start Records for processing

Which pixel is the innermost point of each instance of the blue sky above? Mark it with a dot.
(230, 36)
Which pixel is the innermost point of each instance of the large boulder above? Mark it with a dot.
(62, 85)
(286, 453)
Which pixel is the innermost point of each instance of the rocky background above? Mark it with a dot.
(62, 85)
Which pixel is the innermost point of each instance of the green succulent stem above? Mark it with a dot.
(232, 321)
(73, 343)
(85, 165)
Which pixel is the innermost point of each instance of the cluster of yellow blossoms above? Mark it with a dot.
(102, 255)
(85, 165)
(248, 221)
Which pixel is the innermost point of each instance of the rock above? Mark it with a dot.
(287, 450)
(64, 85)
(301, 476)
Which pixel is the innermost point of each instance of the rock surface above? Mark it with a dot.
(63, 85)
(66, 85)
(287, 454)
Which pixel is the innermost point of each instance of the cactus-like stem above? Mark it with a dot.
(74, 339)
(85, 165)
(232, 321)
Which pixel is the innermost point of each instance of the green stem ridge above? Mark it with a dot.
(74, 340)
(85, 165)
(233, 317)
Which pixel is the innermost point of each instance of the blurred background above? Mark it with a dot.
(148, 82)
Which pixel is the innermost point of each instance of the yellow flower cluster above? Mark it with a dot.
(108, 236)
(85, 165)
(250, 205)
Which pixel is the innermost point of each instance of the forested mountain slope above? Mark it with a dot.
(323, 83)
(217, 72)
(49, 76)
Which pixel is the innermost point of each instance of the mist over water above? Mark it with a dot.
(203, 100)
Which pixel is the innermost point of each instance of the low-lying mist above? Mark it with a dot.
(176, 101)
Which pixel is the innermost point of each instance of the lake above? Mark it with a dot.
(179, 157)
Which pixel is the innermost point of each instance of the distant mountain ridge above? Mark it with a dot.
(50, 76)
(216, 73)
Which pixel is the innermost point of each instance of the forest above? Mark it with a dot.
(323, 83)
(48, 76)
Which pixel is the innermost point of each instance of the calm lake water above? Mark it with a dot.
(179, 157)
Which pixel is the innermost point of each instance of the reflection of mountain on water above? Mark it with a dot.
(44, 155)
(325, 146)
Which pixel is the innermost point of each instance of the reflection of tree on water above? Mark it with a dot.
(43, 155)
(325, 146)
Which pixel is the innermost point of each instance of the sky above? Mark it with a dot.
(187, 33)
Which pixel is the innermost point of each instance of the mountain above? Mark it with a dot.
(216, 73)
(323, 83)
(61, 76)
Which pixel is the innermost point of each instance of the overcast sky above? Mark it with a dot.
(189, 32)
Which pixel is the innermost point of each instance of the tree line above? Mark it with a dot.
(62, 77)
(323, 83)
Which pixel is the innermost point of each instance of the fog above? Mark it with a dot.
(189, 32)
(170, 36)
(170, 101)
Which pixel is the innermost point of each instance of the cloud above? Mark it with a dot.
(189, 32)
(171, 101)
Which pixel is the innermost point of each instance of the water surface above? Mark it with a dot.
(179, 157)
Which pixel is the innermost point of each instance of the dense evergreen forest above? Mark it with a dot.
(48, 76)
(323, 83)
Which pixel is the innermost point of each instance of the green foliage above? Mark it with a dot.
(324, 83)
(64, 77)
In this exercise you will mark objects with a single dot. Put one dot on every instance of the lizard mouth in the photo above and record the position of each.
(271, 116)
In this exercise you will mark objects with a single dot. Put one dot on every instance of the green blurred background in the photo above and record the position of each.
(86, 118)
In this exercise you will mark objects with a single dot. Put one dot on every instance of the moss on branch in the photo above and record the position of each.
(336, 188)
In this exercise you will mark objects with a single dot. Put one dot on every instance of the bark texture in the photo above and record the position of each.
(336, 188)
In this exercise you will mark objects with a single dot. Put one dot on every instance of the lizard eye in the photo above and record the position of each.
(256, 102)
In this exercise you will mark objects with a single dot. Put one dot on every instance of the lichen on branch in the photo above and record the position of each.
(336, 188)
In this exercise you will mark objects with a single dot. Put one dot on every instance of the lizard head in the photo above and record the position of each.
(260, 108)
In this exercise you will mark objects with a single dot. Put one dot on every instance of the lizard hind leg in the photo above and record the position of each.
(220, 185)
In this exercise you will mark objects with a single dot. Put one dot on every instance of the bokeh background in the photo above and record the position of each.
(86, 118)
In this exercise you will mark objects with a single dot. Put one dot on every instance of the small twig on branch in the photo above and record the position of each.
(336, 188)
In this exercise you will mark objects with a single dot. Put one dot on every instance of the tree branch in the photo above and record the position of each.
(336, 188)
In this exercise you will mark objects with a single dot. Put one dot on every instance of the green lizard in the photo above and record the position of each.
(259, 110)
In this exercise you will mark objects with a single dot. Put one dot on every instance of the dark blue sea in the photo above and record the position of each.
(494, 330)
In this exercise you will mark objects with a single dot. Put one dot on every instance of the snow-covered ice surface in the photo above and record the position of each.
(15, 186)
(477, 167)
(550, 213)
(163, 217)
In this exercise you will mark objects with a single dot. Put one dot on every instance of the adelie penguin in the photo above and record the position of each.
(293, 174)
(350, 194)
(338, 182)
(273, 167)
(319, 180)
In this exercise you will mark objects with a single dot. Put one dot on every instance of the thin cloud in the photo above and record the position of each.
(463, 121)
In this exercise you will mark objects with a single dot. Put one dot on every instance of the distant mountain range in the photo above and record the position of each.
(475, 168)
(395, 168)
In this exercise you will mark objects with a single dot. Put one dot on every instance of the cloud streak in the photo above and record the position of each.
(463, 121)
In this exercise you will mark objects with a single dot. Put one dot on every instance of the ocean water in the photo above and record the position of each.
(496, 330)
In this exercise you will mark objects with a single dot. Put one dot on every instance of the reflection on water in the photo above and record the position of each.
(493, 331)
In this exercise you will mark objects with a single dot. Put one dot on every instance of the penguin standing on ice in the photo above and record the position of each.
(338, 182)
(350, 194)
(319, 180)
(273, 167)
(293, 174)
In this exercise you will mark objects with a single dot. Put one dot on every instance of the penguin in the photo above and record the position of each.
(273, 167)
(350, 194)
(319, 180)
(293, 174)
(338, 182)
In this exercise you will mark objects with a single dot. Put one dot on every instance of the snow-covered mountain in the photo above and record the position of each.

end Records for processing

What you are asked to do – Please quote every record above exactly as it appears.

Task response –
Which pixel is the innermost point of each instance of the blue sky above? Mark it with a dot.
(230, 36)
Which pixel is the innermost point of each instance of the large boulder above? Mark it with a dot.
(62, 85)
(286, 453)
Which pixel is the innermost point of each instance of the rocky background above? Mark it with a dot.
(62, 85)
Which pixel is the innermost point of each instance of the green succulent stem above? Mark it with a dot.
(232, 321)
(73, 343)
(85, 165)
Which pixel is the innermost point of each instance of the cluster of yellow blossoms above? Mark it with a dot.
(102, 255)
(85, 165)
(248, 221)
Which pixel is the innermost point of each instance of the rock above? Mark it with a dot.
(287, 450)
(64, 85)
(301, 476)
Which pixel is the innermost point of each instance of the rock surface above? Mark it with a dot.
(63, 85)
(66, 85)
(287, 454)
Which pixel is the innermost point of each instance of the cactus-like stem above? Mark it with a dot.
(74, 339)
(85, 165)
(232, 321)
Which pixel is the innermost point of each instance of the green stem ridge above? Mark it with a dot.
(74, 340)
(85, 165)
(233, 317)
Which pixel is the innermost point of each instance of the blurred background above? Mark it with a dot.
(148, 82)
Which pixel is the innermost point of each instance of the yellow flower cluster above? Mark it with a dot.
(108, 236)
(85, 165)
(250, 205)
Which pixel is the innermost point of each instance of the forested mountain slope above? Mark it with a dot.
(323, 83)
(217, 72)
(49, 76)
Which pixel is the innermost point of each instance of the mist over water above? Mark it with a dot.
(203, 100)
Which pixel is the innermost point of each instance of the low-lying mist above? Mark it with a dot.
(176, 101)
Which pixel is the innermost point of each instance of the lake above? Mark it with a dot.
(179, 157)
Which pixel is the innermost point of each instance of the distant mountain ridge above? Mark it with a dot.
(50, 76)
(216, 73)
Which pixel is the innermost point of each instance of the forest above? Mark it with a dot.
(323, 83)
(48, 76)
Which pixel is the innermost point of each instance of the calm lake water above? Mark it with a dot.
(179, 157)
Which pixel is the innermost point of each instance of the reflection of mountain on water above? Mark it with a dot.
(44, 155)
(325, 146)
Which pixel is the innermost point of each instance of the reflection of tree on water above? Mark it with a dot.
(43, 155)
(325, 146)
Which pixel is the innermost point of each instance of the sky above? Mark it with a dot.
(187, 33)
Which pixel is the innermost point of each instance of the mountain above? Mark it with a dot.
(216, 73)
(323, 83)
(61, 76)
Which pixel is the innermost point of each instance of the overcast sky above? Mark it with a dot.
(189, 32)
Which pixel is the innermost point of each instance of the tree line above? Mark it with a dot.
(62, 77)
(323, 83)
Which pixel is the innermost point of each instance of the fog above? Mark it with a dot.
(189, 32)
(170, 36)
(170, 101)
Which pixel is the innermost point of each instance of the cloud above? Mark it with a dot.
(189, 32)
(171, 101)
Which pixel is the innermost point of each instance of the water surface above? Mark it with a dot.
(179, 157)
Which pixel is the innermost point of each instance of the dense evergreen forest above? Mark it with a dot.
(48, 76)
(323, 83)
Which pixel is the innermost point of each instance of the green foliage above? Mark it with a dot.
(324, 83)
(64, 77)
In this exercise you will mark objects with a single dot. Put one dot on every instance of the lizard mouth in the photo above and record the position of each.
(271, 116)
In this exercise you will mark objects with a single dot. Put one dot on every instance of the green blurred background in the photo above and record the position of each.
(86, 118)
In this exercise you will mark objects with a single dot. Put one dot on every instance of the moss on branch in the photo above and record the position of each.
(336, 188)
In this exercise you will mark objects with a single dot. Put one dot on every instance of the bark texture in the photo above and record the position of each.
(336, 188)
In this exercise you will mark objects with a single dot. Put one dot on every instance of the lizard eye in the photo above and record the position of each.
(256, 102)
In this exercise you will mark objects with a single dot. Put one dot on every instance of the lichen on branch in the photo above and record the position of each.
(336, 188)
In this exercise you will mark objects with a single dot. Put one dot on every instance of the lizard head in the photo above and record the position of each.
(260, 108)
In this exercise you will mark objects with a single dot. Put one dot on every instance of the lizard hind leg in the photo above and record the position of each.
(220, 185)
In this exercise you will mark objects with a single dot. Put one dot on every instance of the bokeh background in the photo above and record the position of each.
(86, 118)
In this exercise you will mark objects with a single dot. Put one dot on every instance of the small twig on branch in the photo above and record the position of each.
(336, 188)
In this exercise you will mark objects with a single dot. Put one dot on every instance of the tree branch in the photo above and record the position of each.
(336, 188)
In this exercise you will mark objects with a single dot. Put one dot on every instance of the green lizard in the photo above and record the position of each.
(259, 110)
In this exercise you will mark objects with a single dot. Put one dot on every instance of the dark blue sea in the photo above and record the position of each.
(494, 330)
In this exercise you will mark objects with a single dot. Put one dot on every instance of the snow-covered ice surface in the photo above and record the position of each.
(15, 186)
(477, 167)
(550, 213)
(163, 217)
In this exercise you will mark objects with a single dot. Put one dot on every instance of the adelie penguin in the photo above and record the position of each.
(293, 174)
(350, 194)
(338, 182)
(273, 167)
(319, 180)
In this exercise you will mark objects with a single dot. Put one dot on every instance of the thin cloud in the photo above and record the position of each.
(463, 121)
In this exercise you will mark objects with a single dot. Put one dot on every instance of the distant mountain range in the photo above and record the position of each.
(475, 168)
(395, 168)
In this exercise you will mark objects with a single dot. Put one dot on every instance of the cloud streak in the photo above and record the position of each.
(463, 121)
In this exercise you will mark objects with a single dot. Put one dot on every instance of the ocean water in the photo above and record the position of each.
(496, 330)
In this exercise you will mark objects with a single dot. Put one dot on every instance of the reflection on water in the photo above and record the position of each.
(493, 331)
In this exercise you will mark objects with a single dot. Put one dot on every instance of the penguin standing on ice in the photo above and record the position of each.
(338, 182)
(350, 194)
(319, 180)
(273, 167)
(293, 174)
In this exercise you will mark objects with a single dot. Put one dot on every instance of the penguin in the photo above and record the position of each.
(273, 167)
(350, 194)
(319, 180)
(293, 174)
(338, 182)
In this exercise you will mark objects with a single dot. Put one dot on every instance of the snow-covered mountain in the photo above and record the position of each.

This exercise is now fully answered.